Vaca Frita Beef

Vaca Frita Beef
Recipe photo may include foods and ingredients that are not a part of this recipe and not included in the nutrition analysis.
Source: Latin Comfort Foods Made Healthy. Recipe Credit: . Photo Credit: Mittera.
Summary
Vaca Frita, or "fried beef", is a decadent Cuban dish of tender, crispy pan-fried beef. This healthier version features leans flank steak simmered for over an hour. Then the beef is shredded and pan-fried with just a little bit of cooking oil spray. Save the broth from the simmered beef for future cooking, like for a soup base or for cooking rice.

Receta en Español aqui
  • Prep time
    10 min
  • Servings
    4 Servings
  • Serving size
    1/2 cup
Nutrition Facts

Nutrition Facts

4 Servings

  • Serving Size
    1/2 cup
  • Amount per serving Calories 220

  • Total Fat 11g
    • Saturated Fat 3.1g
    • Trans Fat 0g
  • Cholesterol 60mg
  • Sodium 200mg
  • Total Carbohydrate 6g
    • Dietary Fiber 1g
    • Total Sugars 2g
    • Added Sugars 0g
  • Protein 23g
  • Potassium 380mg
  • Phosphorus 195mg

Choices/Exchanges: 1 Nonstarchy vegetable, 3 Lean protein, 1 Fat

Ingredients

Ingredients

  • flank steak (cut into 4 equal pieces)
    1 lbs
  • medium onion (cut into quarters)
    1
  • bay leaf
    1
  • water
    4 cup
  • olive oil (divided use)
    1 tbsp plus 1 tsp
  • large onion (thinly sliced)
    1
  • lime juice
    1/4 cup
  • garlic (minced)

**Available data:**
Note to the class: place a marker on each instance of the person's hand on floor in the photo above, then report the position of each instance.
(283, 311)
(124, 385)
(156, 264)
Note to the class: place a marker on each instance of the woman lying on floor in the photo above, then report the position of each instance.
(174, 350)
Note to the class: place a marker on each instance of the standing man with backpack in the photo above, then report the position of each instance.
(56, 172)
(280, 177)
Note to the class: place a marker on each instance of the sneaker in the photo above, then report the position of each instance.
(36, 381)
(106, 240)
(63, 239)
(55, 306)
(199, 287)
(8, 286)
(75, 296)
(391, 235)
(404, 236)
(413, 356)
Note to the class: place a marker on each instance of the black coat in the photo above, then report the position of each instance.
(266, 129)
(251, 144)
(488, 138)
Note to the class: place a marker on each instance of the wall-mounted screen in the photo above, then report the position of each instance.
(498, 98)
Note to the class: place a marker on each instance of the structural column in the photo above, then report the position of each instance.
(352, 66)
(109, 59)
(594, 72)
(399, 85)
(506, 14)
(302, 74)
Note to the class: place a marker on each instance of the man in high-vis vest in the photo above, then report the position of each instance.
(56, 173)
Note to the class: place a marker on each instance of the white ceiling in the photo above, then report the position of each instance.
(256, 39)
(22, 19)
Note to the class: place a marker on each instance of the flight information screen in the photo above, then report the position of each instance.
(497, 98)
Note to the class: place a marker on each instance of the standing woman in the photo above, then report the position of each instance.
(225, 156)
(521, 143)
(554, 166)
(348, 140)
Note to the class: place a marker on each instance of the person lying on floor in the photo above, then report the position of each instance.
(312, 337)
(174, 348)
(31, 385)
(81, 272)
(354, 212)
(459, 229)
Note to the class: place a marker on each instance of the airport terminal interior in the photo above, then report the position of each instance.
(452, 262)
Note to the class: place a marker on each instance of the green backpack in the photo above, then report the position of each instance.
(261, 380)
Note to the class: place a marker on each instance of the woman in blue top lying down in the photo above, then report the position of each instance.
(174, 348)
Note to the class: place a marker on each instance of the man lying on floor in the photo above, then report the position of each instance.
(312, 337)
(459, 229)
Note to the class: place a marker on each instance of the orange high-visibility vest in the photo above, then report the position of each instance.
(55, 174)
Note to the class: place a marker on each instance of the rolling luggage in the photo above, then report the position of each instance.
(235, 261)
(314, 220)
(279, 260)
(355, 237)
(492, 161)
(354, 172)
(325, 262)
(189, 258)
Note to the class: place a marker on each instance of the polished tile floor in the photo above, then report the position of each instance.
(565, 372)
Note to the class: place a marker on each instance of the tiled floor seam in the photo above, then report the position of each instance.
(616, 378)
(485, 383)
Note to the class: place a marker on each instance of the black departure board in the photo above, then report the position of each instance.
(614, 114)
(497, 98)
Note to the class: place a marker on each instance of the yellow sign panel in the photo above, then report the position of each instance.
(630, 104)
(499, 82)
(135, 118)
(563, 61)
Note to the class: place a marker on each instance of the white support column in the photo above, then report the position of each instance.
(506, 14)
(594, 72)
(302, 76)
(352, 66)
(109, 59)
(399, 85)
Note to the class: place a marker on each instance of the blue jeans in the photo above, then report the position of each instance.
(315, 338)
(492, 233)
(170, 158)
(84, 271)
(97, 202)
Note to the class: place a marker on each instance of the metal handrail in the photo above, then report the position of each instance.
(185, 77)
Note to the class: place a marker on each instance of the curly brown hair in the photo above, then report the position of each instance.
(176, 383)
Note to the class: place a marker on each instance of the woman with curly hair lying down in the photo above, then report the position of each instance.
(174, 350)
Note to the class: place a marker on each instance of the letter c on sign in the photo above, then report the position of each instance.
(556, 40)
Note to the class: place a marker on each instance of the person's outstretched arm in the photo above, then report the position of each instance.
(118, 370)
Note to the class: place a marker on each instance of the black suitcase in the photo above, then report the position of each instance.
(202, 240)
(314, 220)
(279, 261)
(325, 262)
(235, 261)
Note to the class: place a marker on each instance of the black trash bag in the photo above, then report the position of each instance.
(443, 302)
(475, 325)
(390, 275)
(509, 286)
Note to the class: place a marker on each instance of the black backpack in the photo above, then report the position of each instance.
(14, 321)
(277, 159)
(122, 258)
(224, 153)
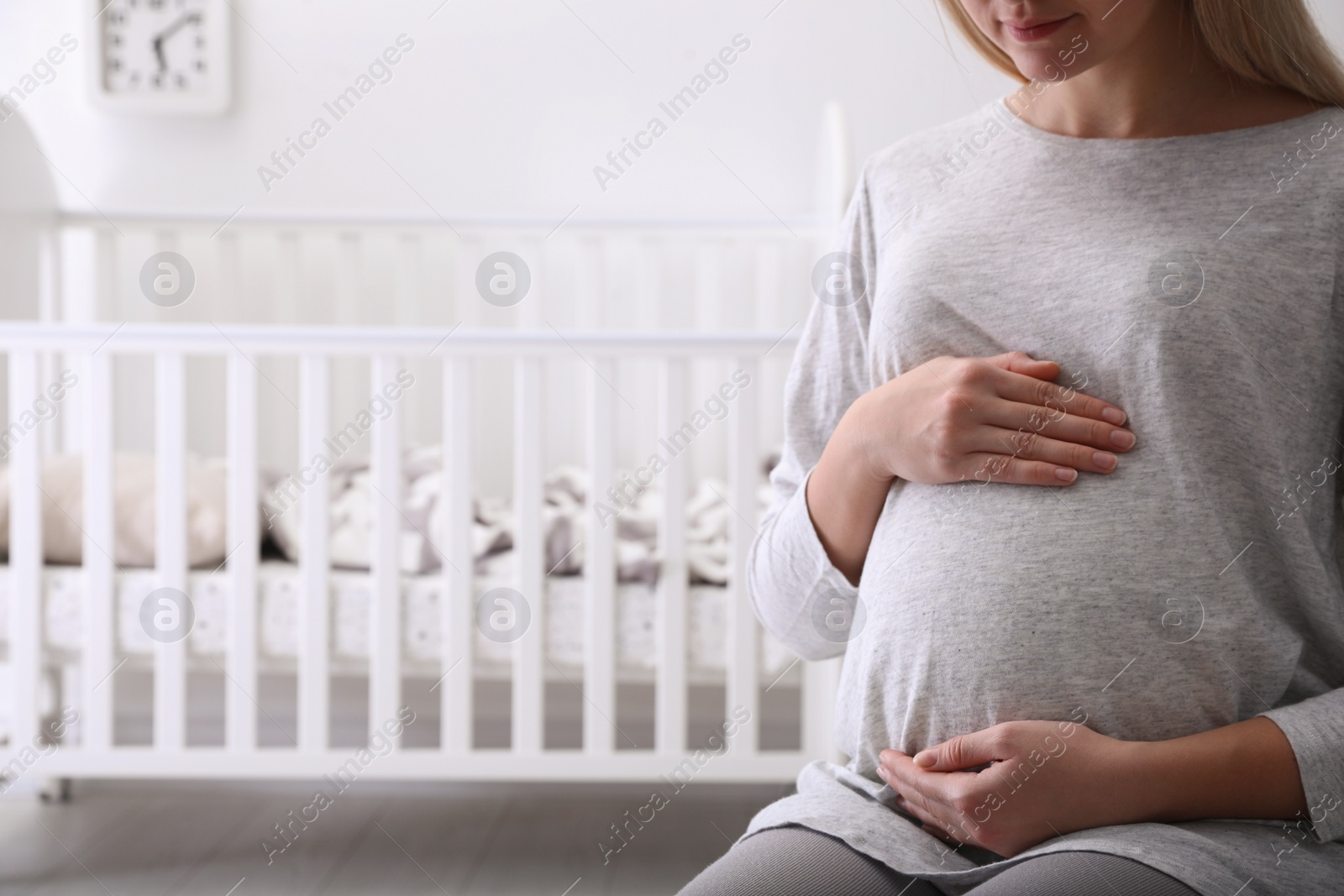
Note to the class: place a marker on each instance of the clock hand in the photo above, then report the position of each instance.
(170, 31)
(181, 20)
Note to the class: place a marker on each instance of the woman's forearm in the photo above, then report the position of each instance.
(1245, 770)
(846, 496)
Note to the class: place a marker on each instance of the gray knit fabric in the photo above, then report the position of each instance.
(1193, 281)
(797, 862)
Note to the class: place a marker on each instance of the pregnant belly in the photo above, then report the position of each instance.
(1102, 600)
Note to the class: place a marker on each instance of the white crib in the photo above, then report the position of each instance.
(546, 380)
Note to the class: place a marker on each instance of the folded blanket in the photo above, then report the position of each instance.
(564, 517)
(564, 521)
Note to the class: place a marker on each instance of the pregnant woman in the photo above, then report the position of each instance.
(1062, 479)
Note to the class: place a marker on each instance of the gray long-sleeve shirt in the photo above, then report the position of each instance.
(1191, 281)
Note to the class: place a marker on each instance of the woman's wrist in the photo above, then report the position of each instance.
(1245, 770)
(857, 449)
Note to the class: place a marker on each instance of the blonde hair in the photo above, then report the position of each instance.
(1268, 42)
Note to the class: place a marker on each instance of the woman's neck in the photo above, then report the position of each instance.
(1164, 85)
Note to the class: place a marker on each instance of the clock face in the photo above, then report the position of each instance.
(158, 47)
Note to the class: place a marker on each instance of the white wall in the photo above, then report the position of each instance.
(504, 107)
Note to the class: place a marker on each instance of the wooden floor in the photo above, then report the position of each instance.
(136, 839)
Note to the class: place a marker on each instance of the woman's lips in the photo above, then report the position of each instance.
(1026, 33)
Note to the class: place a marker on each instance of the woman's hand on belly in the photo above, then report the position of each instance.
(1018, 783)
(990, 418)
(1043, 779)
(954, 419)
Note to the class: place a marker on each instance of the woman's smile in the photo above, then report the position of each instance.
(1032, 29)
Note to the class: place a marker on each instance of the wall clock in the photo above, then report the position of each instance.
(160, 55)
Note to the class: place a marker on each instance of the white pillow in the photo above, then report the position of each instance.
(134, 496)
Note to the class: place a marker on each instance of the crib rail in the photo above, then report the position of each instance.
(456, 352)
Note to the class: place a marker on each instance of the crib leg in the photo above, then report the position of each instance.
(54, 790)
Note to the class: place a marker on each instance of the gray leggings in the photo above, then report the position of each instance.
(797, 862)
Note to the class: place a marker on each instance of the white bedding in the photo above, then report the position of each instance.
(280, 590)
(564, 517)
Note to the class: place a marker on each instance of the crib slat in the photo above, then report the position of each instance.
(672, 582)
(24, 551)
(600, 566)
(385, 638)
(98, 547)
(456, 605)
(244, 539)
(313, 660)
(171, 542)
(743, 625)
(528, 658)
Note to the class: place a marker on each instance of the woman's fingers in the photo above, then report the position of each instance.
(1028, 390)
(1026, 364)
(1003, 468)
(1038, 446)
(1066, 427)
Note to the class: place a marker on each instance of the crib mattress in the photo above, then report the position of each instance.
(280, 593)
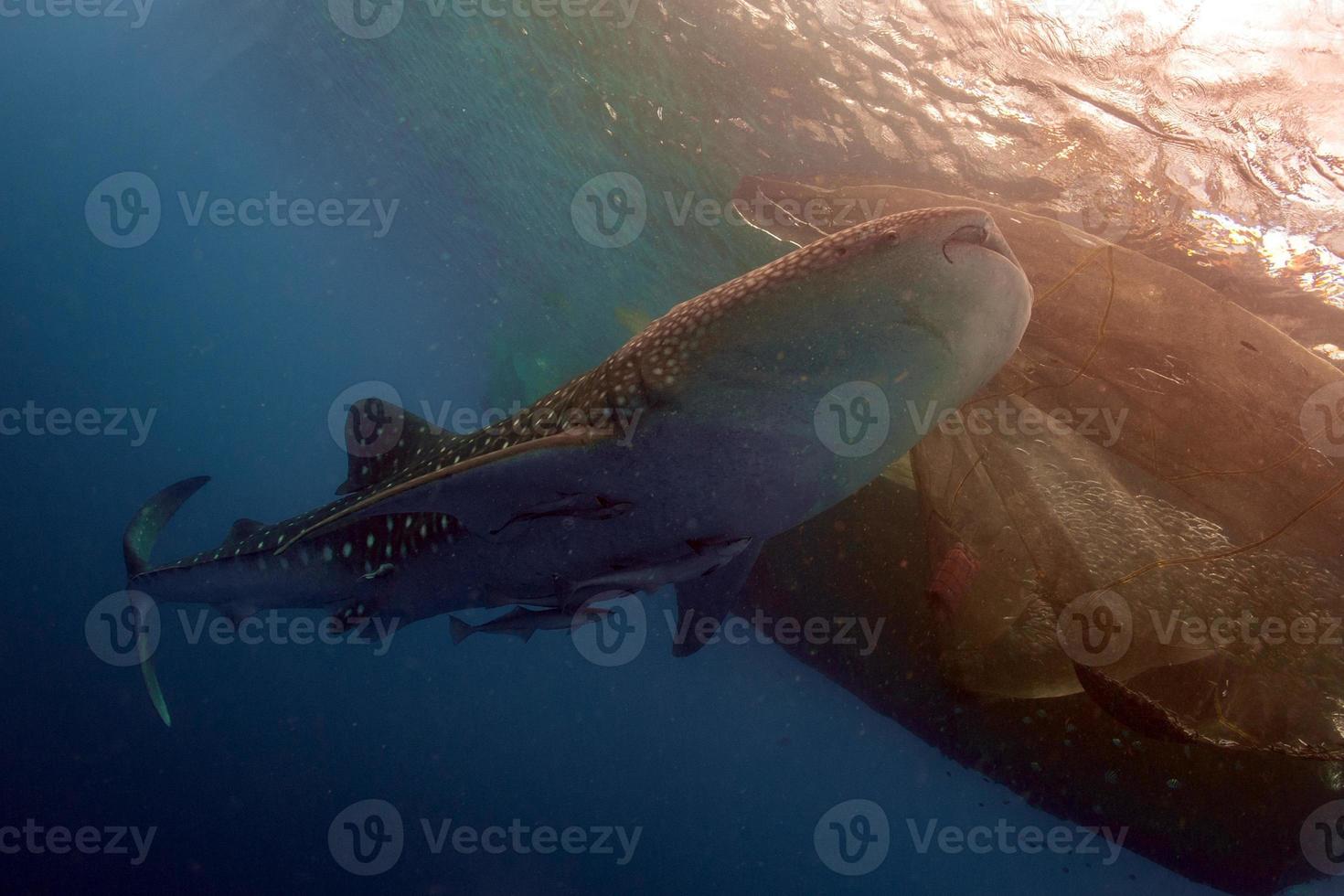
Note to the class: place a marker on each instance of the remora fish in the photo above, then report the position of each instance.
(732, 394)
(523, 624)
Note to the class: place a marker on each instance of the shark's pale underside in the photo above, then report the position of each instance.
(671, 463)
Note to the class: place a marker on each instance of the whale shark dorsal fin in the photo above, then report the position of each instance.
(382, 440)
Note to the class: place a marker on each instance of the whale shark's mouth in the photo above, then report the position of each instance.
(986, 235)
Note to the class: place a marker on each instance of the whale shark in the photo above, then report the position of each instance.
(668, 464)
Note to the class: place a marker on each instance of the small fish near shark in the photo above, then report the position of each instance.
(549, 509)
(523, 623)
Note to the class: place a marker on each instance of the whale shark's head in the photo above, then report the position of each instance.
(915, 311)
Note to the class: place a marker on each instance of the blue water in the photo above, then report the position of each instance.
(238, 340)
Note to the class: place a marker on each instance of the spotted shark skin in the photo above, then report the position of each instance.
(720, 395)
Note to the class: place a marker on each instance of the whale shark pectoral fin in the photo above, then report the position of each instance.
(137, 543)
(711, 597)
(156, 693)
(383, 440)
(151, 518)
(379, 500)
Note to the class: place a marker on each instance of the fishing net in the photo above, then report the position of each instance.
(1144, 504)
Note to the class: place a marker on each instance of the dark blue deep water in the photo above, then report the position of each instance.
(238, 338)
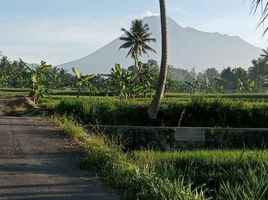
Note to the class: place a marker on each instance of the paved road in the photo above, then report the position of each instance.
(36, 163)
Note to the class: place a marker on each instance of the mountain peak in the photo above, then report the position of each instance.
(188, 47)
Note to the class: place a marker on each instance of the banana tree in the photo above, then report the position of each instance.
(38, 81)
(246, 86)
(122, 82)
(81, 81)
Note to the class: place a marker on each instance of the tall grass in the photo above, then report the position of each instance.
(110, 163)
(197, 112)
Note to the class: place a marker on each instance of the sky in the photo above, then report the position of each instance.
(59, 31)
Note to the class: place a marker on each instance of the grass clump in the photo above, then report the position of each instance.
(195, 112)
(115, 167)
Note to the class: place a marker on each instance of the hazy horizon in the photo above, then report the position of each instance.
(65, 30)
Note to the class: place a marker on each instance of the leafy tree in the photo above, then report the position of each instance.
(259, 72)
(137, 40)
(122, 81)
(245, 86)
(264, 55)
(38, 81)
(155, 104)
(263, 6)
(81, 82)
(228, 79)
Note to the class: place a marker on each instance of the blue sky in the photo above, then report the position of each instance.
(62, 30)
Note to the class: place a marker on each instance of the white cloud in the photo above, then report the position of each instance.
(149, 13)
(57, 40)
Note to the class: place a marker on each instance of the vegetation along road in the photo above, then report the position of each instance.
(36, 162)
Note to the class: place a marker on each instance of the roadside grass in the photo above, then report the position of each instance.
(114, 167)
(194, 112)
(188, 175)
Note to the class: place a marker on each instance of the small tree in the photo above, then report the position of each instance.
(38, 81)
(81, 81)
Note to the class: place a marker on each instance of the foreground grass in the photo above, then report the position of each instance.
(195, 112)
(110, 163)
(191, 175)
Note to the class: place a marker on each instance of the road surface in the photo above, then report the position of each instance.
(36, 162)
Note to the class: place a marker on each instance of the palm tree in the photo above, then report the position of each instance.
(264, 55)
(263, 5)
(136, 40)
(155, 104)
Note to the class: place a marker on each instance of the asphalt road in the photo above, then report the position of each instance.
(36, 162)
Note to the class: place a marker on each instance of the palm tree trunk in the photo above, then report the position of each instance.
(155, 104)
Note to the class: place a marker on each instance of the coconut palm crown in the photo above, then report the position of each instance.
(137, 40)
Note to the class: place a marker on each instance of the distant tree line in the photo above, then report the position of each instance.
(128, 84)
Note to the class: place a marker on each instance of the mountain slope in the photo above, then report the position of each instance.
(187, 48)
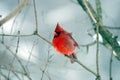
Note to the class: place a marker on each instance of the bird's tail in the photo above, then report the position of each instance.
(73, 55)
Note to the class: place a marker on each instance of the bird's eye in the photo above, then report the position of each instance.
(57, 34)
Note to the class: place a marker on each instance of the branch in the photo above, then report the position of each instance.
(76, 60)
(109, 41)
(14, 12)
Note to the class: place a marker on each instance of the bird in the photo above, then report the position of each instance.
(64, 43)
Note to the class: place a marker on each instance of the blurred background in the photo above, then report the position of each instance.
(28, 57)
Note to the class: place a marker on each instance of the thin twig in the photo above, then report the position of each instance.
(36, 20)
(110, 68)
(85, 67)
(46, 65)
(12, 62)
(43, 38)
(97, 53)
(99, 10)
(116, 28)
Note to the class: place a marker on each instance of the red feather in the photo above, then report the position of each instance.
(63, 42)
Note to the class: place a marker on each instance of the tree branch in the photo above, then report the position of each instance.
(109, 41)
(14, 12)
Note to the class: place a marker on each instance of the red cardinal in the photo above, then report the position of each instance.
(63, 42)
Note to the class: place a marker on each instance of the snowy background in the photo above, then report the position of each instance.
(35, 52)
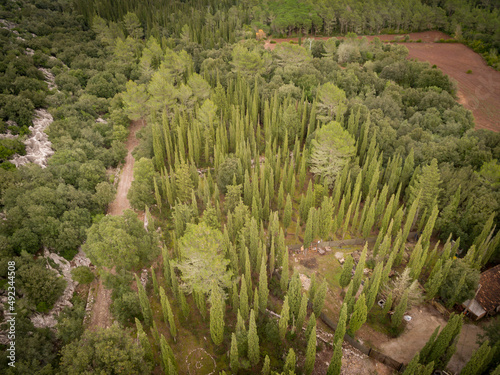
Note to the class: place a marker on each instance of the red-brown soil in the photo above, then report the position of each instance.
(478, 91)
(101, 316)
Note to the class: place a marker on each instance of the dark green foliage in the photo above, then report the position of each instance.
(122, 353)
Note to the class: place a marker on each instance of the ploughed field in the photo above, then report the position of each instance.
(478, 90)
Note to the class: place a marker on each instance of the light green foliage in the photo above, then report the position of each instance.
(399, 311)
(202, 259)
(284, 318)
(253, 341)
(336, 361)
(332, 148)
(233, 356)
(338, 338)
(359, 315)
(346, 275)
(217, 303)
(109, 350)
(120, 241)
(290, 362)
(310, 353)
(319, 298)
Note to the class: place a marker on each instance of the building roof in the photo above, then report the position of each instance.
(474, 307)
(489, 293)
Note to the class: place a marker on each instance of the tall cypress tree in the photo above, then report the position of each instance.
(253, 341)
(319, 298)
(284, 318)
(346, 275)
(144, 302)
(400, 310)
(336, 361)
(244, 307)
(359, 315)
(341, 326)
(216, 315)
(168, 315)
(234, 361)
(310, 353)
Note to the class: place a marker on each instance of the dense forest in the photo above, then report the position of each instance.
(243, 152)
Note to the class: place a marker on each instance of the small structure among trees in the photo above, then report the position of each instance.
(487, 299)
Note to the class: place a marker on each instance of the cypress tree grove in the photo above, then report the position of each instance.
(144, 341)
(253, 341)
(477, 360)
(310, 353)
(266, 369)
(244, 307)
(346, 275)
(284, 318)
(216, 315)
(290, 362)
(143, 300)
(299, 322)
(234, 361)
(399, 311)
(359, 315)
(336, 362)
(168, 315)
(319, 298)
(341, 326)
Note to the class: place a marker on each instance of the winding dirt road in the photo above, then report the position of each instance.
(101, 315)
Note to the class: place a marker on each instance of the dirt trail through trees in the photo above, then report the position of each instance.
(101, 315)
(478, 90)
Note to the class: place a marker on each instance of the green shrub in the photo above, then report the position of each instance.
(82, 274)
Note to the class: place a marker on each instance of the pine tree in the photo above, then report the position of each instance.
(266, 369)
(312, 288)
(244, 307)
(144, 301)
(426, 350)
(284, 318)
(319, 298)
(168, 315)
(216, 315)
(253, 341)
(233, 354)
(284, 273)
(476, 361)
(346, 275)
(167, 357)
(310, 353)
(374, 286)
(341, 326)
(311, 324)
(387, 305)
(294, 294)
(144, 341)
(184, 305)
(301, 317)
(359, 315)
(290, 361)
(308, 234)
(358, 274)
(336, 362)
(399, 311)
(287, 215)
(263, 288)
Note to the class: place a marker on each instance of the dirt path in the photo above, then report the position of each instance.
(101, 315)
(478, 91)
(121, 202)
(424, 321)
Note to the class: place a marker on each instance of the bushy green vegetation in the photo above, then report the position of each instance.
(242, 150)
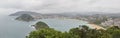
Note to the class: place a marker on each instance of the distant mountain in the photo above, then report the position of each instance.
(25, 17)
(24, 12)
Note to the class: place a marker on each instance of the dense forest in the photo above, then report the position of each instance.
(78, 32)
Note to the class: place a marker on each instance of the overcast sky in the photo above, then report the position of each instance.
(57, 6)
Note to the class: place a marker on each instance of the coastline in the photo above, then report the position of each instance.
(94, 26)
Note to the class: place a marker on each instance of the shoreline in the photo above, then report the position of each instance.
(94, 26)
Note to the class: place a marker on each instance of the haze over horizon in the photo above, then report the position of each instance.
(58, 6)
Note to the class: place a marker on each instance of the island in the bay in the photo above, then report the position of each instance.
(25, 17)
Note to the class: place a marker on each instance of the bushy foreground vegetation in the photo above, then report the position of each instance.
(84, 32)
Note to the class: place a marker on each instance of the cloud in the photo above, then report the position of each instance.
(54, 6)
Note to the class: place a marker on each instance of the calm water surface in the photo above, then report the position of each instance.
(10, 28)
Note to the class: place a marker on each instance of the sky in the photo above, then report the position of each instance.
(59, 6)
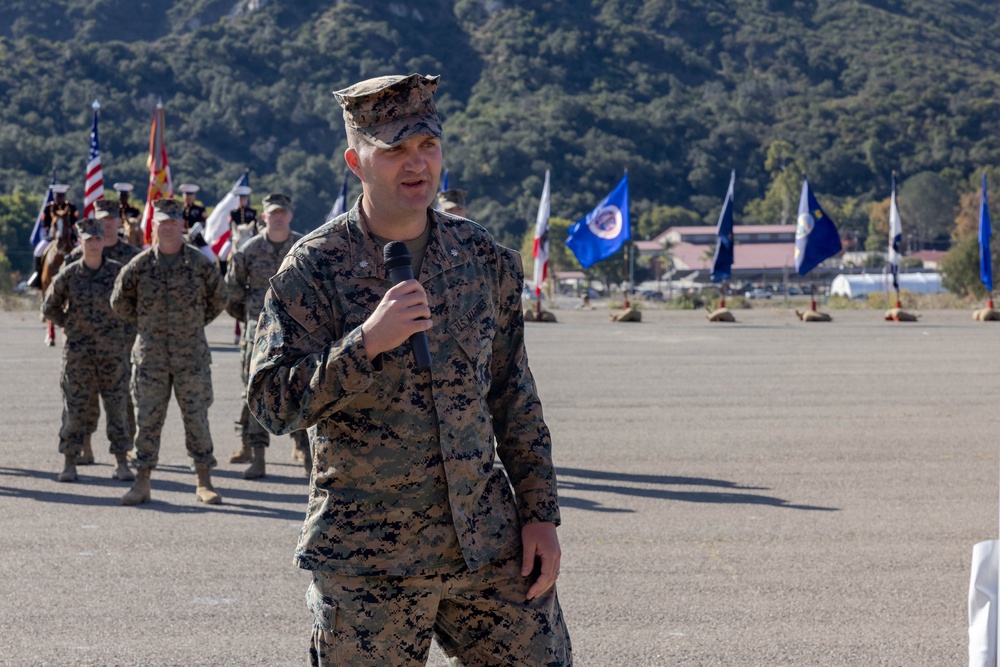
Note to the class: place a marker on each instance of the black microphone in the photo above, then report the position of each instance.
(398, 268)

**Assigned task:** Resume the Vaca Frita recipe at the point where it stops. The records are separate from the Vaca Frita recipe and have nothing to do with it.

**Response:**
    2 clove
  • salt
    1/4 tsp
  • black pepper
    1/4 tsp
  • nonstick cooking spray
    1
  • lime wedges
    for garnish
  • chopped fresh cilantro
    for garnish
Directions

Directions

  1. In a large saucepan, combine the beef, quartered onion, bay leaf, and water. Bring to a simmer. Reduce the heat to medium low. Cover and simmer until the beef is tender, about 1 hour 10 minutes. Transfer the beef to a cutting board and let cool. To save the broth for another use, skim any fat and strain the broth, discarding the bay leaf. Refrigerate for up to 1 week or freeze for up to 1 month.

  2. Heat 1 Tbsp oil in a large skillet over medium heat Add the sliced onion and cook, over medium heat, stirring occasionally, until the onion is very tender and begins to caramelize, about 10 minutes.

  3. Meanwhile, with two forks, shred the beef and transfer to a large bowl. Add the lime juice, garlic, remaining 1 tsp oil, salt, and pepper. Let stand 20 minutes.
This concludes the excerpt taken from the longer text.